Please reproduce the lines of the material below verbatim, from the line holding "In this picture, where can the glass stem" through the line holding "point(800, 1249)", with both of those lines included.

════════

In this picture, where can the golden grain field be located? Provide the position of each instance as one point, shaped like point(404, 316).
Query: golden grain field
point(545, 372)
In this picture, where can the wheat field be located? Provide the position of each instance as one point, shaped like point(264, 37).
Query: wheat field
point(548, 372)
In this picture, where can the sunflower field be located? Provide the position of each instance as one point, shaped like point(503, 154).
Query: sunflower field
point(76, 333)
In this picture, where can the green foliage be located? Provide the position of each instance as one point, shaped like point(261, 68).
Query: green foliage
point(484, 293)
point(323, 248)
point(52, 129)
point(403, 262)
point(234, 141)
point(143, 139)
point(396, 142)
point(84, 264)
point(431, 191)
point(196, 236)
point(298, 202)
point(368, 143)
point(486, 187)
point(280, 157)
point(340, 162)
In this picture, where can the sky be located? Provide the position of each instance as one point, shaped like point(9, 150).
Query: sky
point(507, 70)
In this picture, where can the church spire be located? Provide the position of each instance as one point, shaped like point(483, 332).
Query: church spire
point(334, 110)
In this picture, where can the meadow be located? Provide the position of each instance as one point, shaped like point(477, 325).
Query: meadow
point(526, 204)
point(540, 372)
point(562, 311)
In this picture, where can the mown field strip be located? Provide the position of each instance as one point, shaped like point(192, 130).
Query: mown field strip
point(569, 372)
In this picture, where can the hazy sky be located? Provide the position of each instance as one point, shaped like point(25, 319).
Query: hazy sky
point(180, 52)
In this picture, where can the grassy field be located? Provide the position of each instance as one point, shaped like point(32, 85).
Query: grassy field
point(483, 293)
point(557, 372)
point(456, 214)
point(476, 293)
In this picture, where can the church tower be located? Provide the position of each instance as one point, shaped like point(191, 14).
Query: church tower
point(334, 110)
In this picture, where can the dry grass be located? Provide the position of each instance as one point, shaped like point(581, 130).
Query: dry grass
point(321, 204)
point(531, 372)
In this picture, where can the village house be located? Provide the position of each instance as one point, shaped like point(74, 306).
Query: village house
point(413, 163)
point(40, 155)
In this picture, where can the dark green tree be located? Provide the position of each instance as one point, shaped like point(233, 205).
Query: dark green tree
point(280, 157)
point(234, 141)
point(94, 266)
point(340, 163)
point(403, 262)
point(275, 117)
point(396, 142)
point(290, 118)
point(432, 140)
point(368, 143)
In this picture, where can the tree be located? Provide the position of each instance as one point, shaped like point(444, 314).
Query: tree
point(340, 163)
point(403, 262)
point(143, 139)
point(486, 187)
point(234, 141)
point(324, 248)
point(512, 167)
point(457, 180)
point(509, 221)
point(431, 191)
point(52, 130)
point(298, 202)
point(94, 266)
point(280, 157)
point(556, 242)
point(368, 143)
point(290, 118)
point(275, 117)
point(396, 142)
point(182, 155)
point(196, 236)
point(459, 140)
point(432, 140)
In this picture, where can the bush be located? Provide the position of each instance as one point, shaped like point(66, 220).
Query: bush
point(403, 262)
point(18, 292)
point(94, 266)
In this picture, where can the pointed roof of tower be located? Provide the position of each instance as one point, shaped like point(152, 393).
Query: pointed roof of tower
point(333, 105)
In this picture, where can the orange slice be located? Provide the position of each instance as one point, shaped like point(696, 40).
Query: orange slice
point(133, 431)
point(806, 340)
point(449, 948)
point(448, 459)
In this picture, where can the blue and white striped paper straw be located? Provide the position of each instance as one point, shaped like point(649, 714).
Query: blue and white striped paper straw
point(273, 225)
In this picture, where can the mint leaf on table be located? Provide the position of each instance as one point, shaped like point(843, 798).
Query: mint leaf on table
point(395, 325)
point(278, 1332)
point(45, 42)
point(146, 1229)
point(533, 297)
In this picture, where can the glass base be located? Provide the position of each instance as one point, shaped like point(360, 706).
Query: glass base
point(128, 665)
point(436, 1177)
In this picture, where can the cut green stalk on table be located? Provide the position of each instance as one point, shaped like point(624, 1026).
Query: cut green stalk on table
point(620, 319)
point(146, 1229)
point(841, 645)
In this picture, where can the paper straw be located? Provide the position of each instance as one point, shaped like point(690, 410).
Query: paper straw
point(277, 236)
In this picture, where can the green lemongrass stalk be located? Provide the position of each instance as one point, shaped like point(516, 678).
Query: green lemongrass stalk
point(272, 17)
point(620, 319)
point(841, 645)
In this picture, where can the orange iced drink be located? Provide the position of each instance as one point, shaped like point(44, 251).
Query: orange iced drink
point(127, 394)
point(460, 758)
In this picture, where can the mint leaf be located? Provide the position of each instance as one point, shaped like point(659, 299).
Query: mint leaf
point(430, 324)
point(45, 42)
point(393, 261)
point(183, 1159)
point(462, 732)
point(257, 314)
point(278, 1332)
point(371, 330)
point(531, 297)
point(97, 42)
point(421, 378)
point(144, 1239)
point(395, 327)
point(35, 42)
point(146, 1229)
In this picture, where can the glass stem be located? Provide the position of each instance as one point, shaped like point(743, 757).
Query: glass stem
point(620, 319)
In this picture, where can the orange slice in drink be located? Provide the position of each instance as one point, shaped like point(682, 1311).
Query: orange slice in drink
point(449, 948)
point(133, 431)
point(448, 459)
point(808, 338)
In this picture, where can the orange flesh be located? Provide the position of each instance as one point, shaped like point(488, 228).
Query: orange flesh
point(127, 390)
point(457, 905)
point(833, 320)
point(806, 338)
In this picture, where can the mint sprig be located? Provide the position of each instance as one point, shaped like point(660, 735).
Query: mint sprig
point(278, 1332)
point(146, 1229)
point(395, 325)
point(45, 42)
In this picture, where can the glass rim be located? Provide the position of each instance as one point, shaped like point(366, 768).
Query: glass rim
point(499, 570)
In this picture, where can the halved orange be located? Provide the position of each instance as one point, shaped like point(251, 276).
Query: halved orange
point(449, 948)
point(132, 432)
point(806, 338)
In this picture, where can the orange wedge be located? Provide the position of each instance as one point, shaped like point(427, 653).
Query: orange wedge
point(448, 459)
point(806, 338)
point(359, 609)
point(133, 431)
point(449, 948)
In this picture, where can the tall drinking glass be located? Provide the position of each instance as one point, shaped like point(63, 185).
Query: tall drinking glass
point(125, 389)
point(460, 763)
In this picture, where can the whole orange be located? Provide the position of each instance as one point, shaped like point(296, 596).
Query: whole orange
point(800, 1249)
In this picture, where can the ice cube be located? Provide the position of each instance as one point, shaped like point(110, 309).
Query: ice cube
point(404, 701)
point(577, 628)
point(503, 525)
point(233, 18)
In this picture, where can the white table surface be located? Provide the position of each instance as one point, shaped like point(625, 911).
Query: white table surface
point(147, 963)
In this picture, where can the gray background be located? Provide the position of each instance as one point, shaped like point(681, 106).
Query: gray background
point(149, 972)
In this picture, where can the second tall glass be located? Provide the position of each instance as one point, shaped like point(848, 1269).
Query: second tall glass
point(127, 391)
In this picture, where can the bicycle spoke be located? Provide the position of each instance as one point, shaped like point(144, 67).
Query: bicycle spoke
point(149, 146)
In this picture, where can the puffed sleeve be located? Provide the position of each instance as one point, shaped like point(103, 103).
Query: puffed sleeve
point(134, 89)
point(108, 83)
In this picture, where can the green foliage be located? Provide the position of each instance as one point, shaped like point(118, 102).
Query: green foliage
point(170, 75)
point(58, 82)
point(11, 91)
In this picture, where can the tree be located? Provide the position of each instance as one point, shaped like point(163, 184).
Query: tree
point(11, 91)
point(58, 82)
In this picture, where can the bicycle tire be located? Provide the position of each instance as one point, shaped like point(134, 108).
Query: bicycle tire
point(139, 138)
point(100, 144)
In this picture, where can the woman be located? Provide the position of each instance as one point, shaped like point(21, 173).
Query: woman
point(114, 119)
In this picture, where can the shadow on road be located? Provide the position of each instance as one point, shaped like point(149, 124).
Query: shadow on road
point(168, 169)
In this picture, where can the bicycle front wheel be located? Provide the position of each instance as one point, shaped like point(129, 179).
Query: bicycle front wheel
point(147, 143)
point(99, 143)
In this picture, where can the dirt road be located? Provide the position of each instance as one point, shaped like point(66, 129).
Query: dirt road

════════

**ANSWER TO THE EXERCISE:**
In this picture, where can the glass stem be located? Provide the position of each instance as one point, shaped like point(743, 757).
Query: glass stem
point(620, 319)
In this picture, where can the orange slice in drink be located? Provide the position of each instance as one point, shaped like point(682, 1311).
Query: orange slice in drink
point(449, 948)
point(133, 431)
point(448, 459)
point(808, 338)
In this picture, where can the orange flesh be located? Provide the position of each instance as one point, shaped like point(488, 228).
Query: orange flesh
point(127, 390)
point(457, 905)
point(833, 320)
point(806, 338)
In this picture, where can the mint sprig be located? Provide the position of each instance as one point, shaped like point(660, 735).
Query: mint sprig
point(278, 1332)
point(146, 1229)
point(395, 325)
point(45, 42)
In this picture, where can the glass rim be located? Provide the position of each instance as one point, shaped like point(366, 768).
Query: glass rim
point(499, 570)
In this picture, where can the halved orange be located? Provide the position of each instance as one point, shaped like point(251, 276).
Query: halved orange
point(449, 948)
point(132, 432)
point(806, 338)
In this picture, where can the orange wedge be located? Provide the position of each instance as one point, shaped like point(427, 653).
Query: orange wedge
point(448, 459)
point(806, 338)
point(359, 609)
point(133, 431)
point(449, 948)
In this picture, where can the tall drinking glass be located? Provide the position of each instance as one point, shaped like point(63, 185).
Query: tall drinking glass
point(125, 389)
point(460, 763)
In this picture, where can the whole orange be located? Provide the position of each instance as one point, shaped like point(296, 596).
Query: whole orange
point(800, 1249)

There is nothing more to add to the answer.